- [AUFGABEN]
• A. Bis zu welcher Temperatur sank es laut dem Text über das Marathontraining in der umfangreichsten Trainingswoche?
• B. Zähle alle Streckenangaben in Kilometern auf, die im Text über das Marathontraining vorkommen.
──────── ZITIERTER TEXT
Nach dem Trainingslager auf Mallorca folgte die intensivste Zeit. Direkt anschliessend sollte meine umfangreichste Woche mit über 150 Kilometern, auch das ein neuer Rekord, folgen. Es war eine Woche mit Temperaturen von bis zu minus Sieben Grad. Auch Schnee gab es. Trotz Handschuhen kam ich mehrmals mit tauben Händen zurück, konnte kaum die Türe öffnen und es tat heftig weh, bis sie wieder aufgetaut waren. Eine schnelle Einheit fiel wegen Eis ins Wasser, bei der Anderen spürte ich danach lange meine Lunge von der kalten Luft. Die folgende «Regenerationswoche» war nochmals über hundert Kilometer. Das reichte um einigermassen erholt zu sein, woraufhin die Schraube nochmals angezogen wurde. Diese Kombination mit drei qualitativen Einheiten pro Woche wurde auf die Dauer kritisch. Auf eine qualitative Einheit, die ich jeweils immer gut durchziehen konnte, folgten oft gleich sehr schwere Beine, wodurch es einzelne Trainings gab, die ich auslassen musste, oder aber, ich habe mich in den Dauerläufen aufgerieben. Wenn ich einzelne Trainings fallen liess, oder vereinfachte, kam ich danach zwar wieder stärker zurück, aber das gleiche Spiel begann wieder von vorne. Keine einfache Zeit, wenn du morgens aufstehst und die Beine immer noch weh tun. Vor dem Halbmarathon in Valencia, einem wichtigen Testlauf für die Form, war es dasselbe. Nur Dank einer drei lockeren Tagen bin ich da einigermassen erholt an den Start gegangen, nach Problemen im linken Oberschenkel. Die Zeit, war dann eine Bestätigung, dass es sich doch ausgezahlt hat. Anhand dieser Zeit dürfte ich mir sogar eine 2h27min ins Auge fassen, meinte Rainer. Nach einem Tag Pause ging es wieder langsam zurück ins Training, nochmals eine Woche mit 120 Kilometern, es wurde die letzte so umfangreiche Woche. Danach lief ich den längsten Tempolauf im Marathontempo von 18 Kilometern in einer Pace von 3:27 min/km, was eigentlich fünf Sekunden pro Kilometer zu schnell war, wo ich doch gezweifelt habe, dieses Training an jenem Tag überhaupt zu schaffen. Das hat mich ermutigt mir für den Marathon auch die Abschnittszeiten für eine Pace von 3:30 min/km zu notieren, was der Endzeit von 2h27min42sec entspricht. Eine Berg-und Talfahrt zum Schluss, wodurch das Tapering zuletzt sehnlichst erwünscht war.
────────────────
──────── GESPEICHERTE EINTRÄGE
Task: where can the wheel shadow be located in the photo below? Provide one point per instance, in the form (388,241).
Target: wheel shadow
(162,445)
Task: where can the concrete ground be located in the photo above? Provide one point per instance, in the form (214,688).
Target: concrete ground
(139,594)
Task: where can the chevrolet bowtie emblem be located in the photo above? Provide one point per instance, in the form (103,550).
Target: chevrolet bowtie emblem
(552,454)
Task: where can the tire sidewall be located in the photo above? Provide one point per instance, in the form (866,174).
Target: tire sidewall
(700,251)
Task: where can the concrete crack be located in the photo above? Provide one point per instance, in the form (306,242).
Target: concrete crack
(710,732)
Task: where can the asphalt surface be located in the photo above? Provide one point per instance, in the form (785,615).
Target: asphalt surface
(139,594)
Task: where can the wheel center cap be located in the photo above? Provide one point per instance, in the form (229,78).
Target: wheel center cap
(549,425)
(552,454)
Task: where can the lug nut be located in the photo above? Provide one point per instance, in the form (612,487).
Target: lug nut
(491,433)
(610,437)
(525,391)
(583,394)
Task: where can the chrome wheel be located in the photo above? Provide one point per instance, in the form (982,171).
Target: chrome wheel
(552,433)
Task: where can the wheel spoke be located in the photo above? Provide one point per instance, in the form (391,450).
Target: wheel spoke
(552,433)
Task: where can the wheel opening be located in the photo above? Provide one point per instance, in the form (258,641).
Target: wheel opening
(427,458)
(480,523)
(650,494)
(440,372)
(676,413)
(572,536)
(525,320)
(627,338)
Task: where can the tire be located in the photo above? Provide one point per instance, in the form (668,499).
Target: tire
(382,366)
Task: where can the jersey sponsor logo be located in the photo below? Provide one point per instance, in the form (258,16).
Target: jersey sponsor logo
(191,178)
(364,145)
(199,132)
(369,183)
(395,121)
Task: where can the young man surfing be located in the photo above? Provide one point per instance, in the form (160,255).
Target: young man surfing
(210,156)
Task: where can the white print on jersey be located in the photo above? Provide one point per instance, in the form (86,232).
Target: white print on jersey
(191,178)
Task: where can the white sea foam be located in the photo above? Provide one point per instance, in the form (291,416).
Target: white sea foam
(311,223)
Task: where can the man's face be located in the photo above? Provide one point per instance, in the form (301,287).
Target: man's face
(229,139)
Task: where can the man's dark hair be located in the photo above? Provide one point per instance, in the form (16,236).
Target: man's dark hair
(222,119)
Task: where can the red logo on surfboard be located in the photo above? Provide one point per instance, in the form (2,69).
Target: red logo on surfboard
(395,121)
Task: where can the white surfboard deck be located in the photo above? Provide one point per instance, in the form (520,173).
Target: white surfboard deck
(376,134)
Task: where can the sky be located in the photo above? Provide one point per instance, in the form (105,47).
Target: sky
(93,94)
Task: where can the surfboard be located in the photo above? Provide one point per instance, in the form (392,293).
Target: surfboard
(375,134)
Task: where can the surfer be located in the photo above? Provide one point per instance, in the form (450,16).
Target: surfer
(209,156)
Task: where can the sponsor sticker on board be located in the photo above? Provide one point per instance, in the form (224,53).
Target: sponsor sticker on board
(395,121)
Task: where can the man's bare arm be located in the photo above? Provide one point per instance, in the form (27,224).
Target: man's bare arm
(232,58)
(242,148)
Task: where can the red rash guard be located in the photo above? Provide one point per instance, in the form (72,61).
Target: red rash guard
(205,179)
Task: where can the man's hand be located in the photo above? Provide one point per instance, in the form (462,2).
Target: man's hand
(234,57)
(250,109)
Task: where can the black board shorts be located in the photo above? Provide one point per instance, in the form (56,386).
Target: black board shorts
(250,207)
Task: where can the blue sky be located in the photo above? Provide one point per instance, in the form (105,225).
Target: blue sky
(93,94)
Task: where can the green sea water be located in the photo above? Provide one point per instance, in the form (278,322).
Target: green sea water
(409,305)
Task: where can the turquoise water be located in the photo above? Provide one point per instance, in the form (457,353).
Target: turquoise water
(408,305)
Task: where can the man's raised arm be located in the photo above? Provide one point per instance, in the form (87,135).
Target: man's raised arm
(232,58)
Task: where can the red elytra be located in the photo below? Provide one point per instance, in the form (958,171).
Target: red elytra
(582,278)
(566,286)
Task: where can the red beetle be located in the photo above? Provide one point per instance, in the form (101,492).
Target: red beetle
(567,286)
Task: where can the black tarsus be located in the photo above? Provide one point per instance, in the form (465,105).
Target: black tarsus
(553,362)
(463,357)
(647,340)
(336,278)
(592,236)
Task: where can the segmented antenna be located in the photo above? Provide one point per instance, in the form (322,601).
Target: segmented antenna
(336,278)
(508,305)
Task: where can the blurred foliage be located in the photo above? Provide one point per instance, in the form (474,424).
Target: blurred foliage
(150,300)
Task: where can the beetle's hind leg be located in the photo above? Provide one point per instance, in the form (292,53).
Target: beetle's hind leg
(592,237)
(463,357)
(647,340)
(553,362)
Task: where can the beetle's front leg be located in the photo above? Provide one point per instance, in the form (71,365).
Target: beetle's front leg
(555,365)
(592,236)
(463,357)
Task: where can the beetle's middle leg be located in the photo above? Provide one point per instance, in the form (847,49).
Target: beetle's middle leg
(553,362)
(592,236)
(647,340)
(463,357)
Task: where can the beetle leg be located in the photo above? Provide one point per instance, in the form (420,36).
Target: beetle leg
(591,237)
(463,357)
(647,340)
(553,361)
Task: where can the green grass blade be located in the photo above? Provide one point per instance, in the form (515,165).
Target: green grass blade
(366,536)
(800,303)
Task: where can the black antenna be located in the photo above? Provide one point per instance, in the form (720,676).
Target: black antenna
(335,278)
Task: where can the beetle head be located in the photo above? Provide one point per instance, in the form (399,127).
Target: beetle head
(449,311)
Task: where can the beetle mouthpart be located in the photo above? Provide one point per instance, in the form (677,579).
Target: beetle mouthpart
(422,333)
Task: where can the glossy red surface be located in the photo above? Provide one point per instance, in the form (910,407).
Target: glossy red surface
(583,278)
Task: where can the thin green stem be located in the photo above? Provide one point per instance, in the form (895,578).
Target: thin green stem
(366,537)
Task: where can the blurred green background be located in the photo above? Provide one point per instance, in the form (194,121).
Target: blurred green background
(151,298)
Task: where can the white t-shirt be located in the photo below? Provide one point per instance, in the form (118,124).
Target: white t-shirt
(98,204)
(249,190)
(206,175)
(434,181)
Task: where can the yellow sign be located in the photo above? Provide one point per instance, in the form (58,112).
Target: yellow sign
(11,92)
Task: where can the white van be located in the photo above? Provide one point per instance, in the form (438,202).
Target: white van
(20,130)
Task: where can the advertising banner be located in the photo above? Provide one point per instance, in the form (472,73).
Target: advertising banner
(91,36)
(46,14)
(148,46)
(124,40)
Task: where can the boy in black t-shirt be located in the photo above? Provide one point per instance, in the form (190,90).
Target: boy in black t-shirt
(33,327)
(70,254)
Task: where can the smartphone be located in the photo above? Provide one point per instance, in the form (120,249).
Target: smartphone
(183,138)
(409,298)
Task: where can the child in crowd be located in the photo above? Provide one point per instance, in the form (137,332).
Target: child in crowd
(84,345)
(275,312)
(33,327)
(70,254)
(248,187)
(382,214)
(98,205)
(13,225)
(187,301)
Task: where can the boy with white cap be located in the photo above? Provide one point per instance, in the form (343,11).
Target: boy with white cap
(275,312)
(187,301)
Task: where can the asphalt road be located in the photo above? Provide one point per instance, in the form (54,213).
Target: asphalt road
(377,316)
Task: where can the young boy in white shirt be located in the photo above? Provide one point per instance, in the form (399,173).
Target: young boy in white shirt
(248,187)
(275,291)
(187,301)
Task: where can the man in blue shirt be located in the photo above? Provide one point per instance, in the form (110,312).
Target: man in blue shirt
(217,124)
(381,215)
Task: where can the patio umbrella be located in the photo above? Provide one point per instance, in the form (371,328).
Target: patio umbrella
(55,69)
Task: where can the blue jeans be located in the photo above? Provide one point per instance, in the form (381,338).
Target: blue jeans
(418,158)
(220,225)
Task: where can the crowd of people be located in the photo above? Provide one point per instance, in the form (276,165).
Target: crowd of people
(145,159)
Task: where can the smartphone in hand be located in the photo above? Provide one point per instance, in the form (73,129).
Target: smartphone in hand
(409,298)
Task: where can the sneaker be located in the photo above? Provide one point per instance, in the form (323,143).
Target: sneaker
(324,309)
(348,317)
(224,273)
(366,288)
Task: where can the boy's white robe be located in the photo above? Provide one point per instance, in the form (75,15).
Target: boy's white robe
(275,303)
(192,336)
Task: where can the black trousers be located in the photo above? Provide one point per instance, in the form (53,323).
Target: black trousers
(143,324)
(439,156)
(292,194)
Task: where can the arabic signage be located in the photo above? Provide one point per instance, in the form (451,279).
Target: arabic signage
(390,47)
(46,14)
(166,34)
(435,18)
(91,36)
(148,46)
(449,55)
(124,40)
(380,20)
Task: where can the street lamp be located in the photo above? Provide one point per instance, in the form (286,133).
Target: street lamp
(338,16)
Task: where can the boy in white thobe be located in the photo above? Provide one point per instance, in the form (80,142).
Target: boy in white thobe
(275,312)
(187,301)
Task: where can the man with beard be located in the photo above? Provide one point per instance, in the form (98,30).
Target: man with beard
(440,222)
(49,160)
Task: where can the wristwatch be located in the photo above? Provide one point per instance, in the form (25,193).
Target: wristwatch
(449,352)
────────────────
- [AUSGEARBEITETE LÖSUNGEN]
• A. Bis zu minus sieben Grad.

• B.
- über 150 Kilometer
- über hundert Kilometer
- 120 Kilometer
- 18 Kilometer